● GIVEN EXERCISE
Find the line containing "Could you please pick out the red", then return it and every line after it through the end of the records, exactly. Leave out pictures.

● EXTRACTED MATERIAL

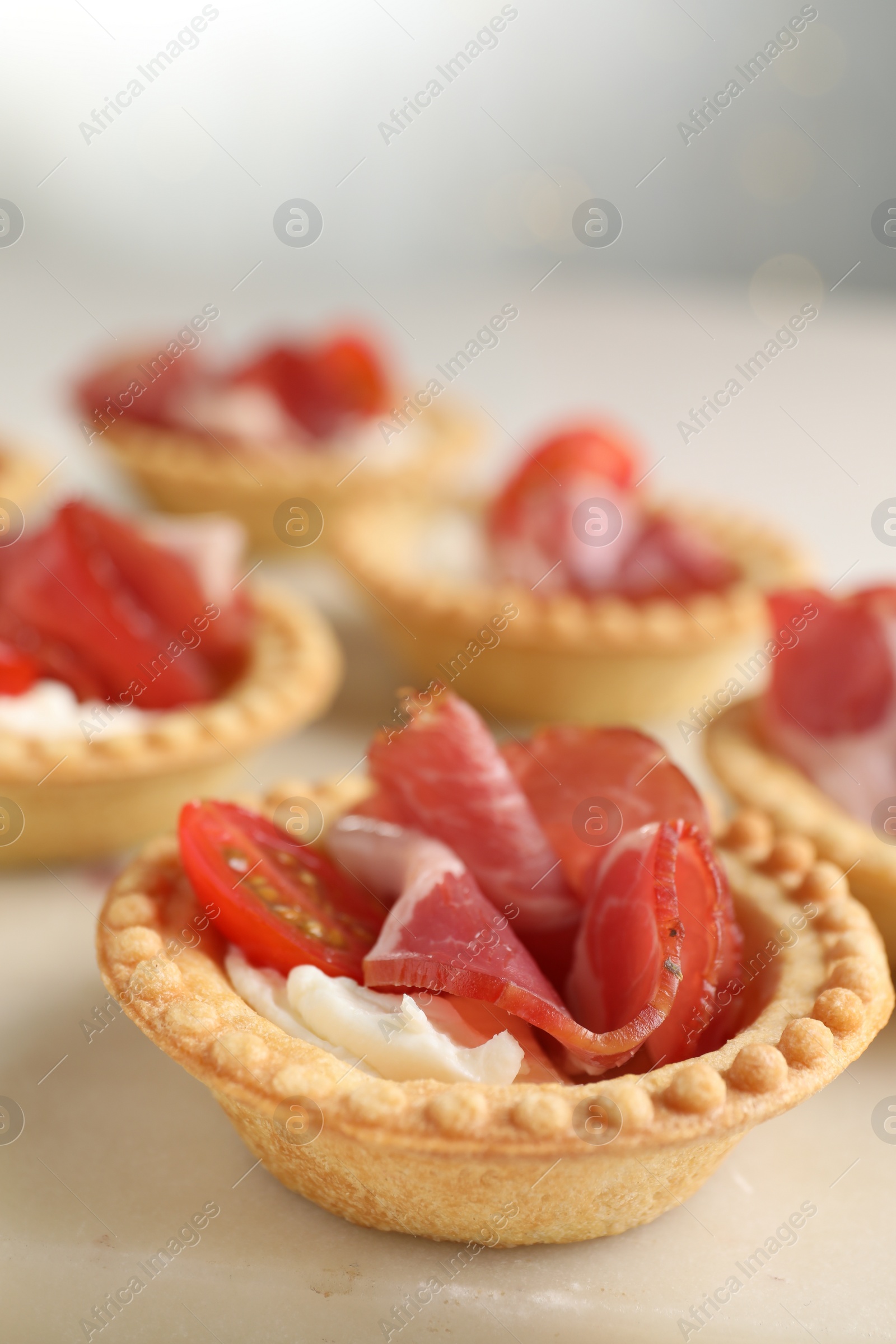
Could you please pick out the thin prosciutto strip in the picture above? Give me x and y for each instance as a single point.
(561, 769)
(832, 704)
(445, 776)
(442, 935)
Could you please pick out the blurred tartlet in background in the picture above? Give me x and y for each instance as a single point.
(577, 597)
(817, 752)
(281, 441)
(136, 669)
(21, 475)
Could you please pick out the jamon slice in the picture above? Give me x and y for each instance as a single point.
(445, 776)
(562, 768)
(839, 679)
(669, 867)
(72, 592)
(442, 935)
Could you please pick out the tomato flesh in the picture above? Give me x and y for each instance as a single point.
(282, 904)
(538, 536)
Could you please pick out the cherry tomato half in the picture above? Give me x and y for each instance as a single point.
(282, 904)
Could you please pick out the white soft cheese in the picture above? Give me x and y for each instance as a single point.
(52, 710)
(391, 1034)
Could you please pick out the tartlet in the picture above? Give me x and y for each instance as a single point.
(604, 659)
(504, 1163)
(83, 799)
(759, 778)
(324, 425)
(182, 475)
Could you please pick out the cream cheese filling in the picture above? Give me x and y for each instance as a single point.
(386, 1035)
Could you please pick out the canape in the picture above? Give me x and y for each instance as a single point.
(456, 1094)
(819, 750)
(136, 670)
(282, 442)
(577, 597)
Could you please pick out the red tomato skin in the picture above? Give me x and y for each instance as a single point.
(323, 388)
(562, 767)
(615, 959)
(167, 586)
(246, 920)
(600, 451)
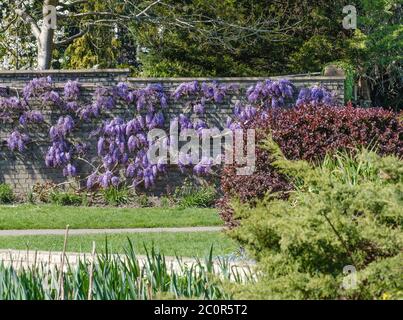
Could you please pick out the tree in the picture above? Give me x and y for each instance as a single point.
(310, 35)
(115, 13)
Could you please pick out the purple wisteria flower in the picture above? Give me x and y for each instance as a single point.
(316, 95)
(71, 90)
(17, 141)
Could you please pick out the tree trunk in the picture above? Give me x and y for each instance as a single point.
(45, 48)
(45, 40)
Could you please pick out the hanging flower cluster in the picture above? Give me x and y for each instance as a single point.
(122, 145)
(198, 95)
(17, 141)
(317, 95)
(60, 154)
(270, 93)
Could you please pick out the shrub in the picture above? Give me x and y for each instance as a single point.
(6, 194)
(192, 195)
(67, 198)
(335, 217)
(309, 133)
(114, 196)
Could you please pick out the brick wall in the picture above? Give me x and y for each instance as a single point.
(22, 171)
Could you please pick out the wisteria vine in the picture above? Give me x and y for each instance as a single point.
(122, 146)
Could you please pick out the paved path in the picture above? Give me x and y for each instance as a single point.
(32, 232)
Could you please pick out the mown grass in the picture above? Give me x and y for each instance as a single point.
(170, 244)
(57, 217)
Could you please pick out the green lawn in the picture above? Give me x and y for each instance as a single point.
(171, 244)
(57, 217)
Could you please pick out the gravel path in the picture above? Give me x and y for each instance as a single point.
(105, 231)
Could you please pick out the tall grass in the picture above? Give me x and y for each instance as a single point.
(352, 168)
(121, 277)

● SOLVED EXERCISE
Could you please pick out the red tomato skin in the picture above? Give me x and y for each instance as a single point.
(323, 388)
(562, 767)
(615, 959)
(167, 586)
(246, 920)
(600, 451)
Could you please pick out the tree in the picture above? Give me x and y for each instance as a single point.
(310, 35)
(115, 13)
Could you please pick out the purple wisteria flower in the picture above? Give me x and y for each instance as a single point.
(316, 95)
(71, 90)
(17, 141)
Could you please pick out the tree trunk in the picture above? Give me x and y for each instance as a single point.
(45, 48)
(45, 40)
Could you please pick out the hanging flower cluster in the picture above? Give me x and y for each instance as a single point.
(122, 145)
(198, 95)
(17, 141)
(317, 95)
(60, 154)
(270, 93)
Could you please pick out the shrub in the picture above? Give me x and y for each instance as a single point.
(6, 194)
(192, 195)
(67, 198)
(335, 217)
(309, 133)
(114, 196)
Could you please pick out the brick wall in the picture above? Give me x and y for each instance as a single point.
(22, 171)
Could you please pick out the wisteria vine in the picture above? Give me x and y for each instance as a single point.
(122, 146)
Could you please pick out the paved path in the picture above? Give me x and y for each instance as a single point.
(32, 232)
Could you please pick out the mown grass in the picture above? Give me x and y for each instance as a single point.
(170, 244)
(57, 217)
Could you please pick out the green lawn in the picture above? Give me x and y for each instance as a single point.
(171, 244)
(57, 217)
Could you please pick out the gravel path in the picture above? Give me x and y for each instance as a single point.
(105, 231)
Could you please pick out the tall grass in the picture above? Give me x and y for each instance as a single point.
(352, 168)
(121, 277)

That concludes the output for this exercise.